§ Task objective
Format the rows from the line containing "Target: open shed doorway" through the end of the rows, inclusive, as a Markdown table with the columns n and Line. Number each row and skip blank lines.

--- Material provided ---

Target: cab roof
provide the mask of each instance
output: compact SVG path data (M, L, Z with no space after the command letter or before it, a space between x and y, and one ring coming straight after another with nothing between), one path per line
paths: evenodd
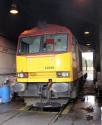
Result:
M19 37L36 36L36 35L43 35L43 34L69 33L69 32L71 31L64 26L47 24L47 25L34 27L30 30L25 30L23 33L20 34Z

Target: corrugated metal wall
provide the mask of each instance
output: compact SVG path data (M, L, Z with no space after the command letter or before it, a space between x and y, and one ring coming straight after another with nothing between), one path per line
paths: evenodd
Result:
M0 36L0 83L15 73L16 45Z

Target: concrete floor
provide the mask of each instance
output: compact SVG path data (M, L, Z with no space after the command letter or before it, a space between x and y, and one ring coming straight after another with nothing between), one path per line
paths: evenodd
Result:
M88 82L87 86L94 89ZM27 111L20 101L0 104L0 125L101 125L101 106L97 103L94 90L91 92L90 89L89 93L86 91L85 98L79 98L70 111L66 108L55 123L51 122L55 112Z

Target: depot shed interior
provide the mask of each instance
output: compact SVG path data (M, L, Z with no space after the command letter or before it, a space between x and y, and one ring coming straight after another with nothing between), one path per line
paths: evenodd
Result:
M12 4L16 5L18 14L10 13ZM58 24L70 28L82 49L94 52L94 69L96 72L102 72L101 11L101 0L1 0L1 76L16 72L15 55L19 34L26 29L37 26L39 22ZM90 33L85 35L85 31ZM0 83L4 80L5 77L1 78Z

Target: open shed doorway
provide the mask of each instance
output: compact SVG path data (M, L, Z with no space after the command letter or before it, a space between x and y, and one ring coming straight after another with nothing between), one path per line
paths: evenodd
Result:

---

§ Answer to this problem
| n | Line |
|---|---|
| 1 | Target: open shed doorway |
| 2 | provide the mask of each instance |
| 3 | output: compact SVG path data (M, L, Z with no space after the command letter or before it, a space between x and y, and one ring coming straight after another with nothing between), one path per line |
| 4 | paths: evenodd |
| 5 | Result: |